**Document extract:**

In artist Pamela Davis' view of science, formulas fly through a chemist's head. Lightning bolts dart across the physicist's face. A mathematician seems to engage time by peering through the transparent face of a clock.

By creating these images, Davis hopes to attack scientific illiteracy with art. In fact, it is part of her job as artist in residence at UCLA's College of Letters and Science. "I want to represent the cutting edge of intellectual effort through visualizations," she said.

Davis' art is part of a broader campaign at UCLA to expand knowledge and awareness of science in general and, specifically, to attract and motivate good science students.

Chemistry professor Orville Chapman, who was recently appointed associate dean for educational reform and charged with looking for ways to improve the level of science education at UCLA, says the mission is urgent.

"We'll go back to the Dark Ages if the trend toward scientific illiteracy continues," Chapman said. He cites poor reading and math skills as among the causes for the decline.

Dataset listing about object locations

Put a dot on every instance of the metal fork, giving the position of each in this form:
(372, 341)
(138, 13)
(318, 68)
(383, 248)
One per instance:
...
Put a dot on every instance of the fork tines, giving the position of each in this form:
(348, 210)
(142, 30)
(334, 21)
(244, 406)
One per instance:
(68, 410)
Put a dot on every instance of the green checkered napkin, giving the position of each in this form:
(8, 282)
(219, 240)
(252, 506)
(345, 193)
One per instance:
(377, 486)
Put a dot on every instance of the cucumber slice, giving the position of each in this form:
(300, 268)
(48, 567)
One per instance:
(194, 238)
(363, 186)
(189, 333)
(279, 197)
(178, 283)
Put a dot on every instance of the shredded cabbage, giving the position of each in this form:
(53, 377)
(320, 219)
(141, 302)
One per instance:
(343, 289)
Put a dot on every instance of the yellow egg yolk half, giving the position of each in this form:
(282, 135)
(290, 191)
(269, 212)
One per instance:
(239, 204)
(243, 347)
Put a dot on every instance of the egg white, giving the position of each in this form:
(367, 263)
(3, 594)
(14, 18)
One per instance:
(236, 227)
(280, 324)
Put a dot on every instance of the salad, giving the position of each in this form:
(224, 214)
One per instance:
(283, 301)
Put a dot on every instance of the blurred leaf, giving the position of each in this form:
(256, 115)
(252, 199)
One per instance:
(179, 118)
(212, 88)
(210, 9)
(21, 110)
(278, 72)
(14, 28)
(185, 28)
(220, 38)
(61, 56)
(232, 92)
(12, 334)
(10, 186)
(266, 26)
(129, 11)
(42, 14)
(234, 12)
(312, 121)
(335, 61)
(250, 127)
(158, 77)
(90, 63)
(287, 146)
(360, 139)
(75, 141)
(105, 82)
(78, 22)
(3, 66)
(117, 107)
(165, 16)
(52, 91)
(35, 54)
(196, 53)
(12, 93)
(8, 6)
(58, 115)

**Your objective:**
From the article about Pamela Davis' science art, output the passage starting at "Chemistry professor Orville" and ending at "for the decline.", copied exactly.

**The output:**
Chemistry professor Orville Chapman, who was recently appointed associate dean for educational reform and charged with looking for ways to improve the level of science education at UCLA, says the mission is urgent.

"We'll go back to the Dark Ages if the trend toward scientific illiteracy continues," Chapman said. He cites poor reading and math skills as among the causes for the decline.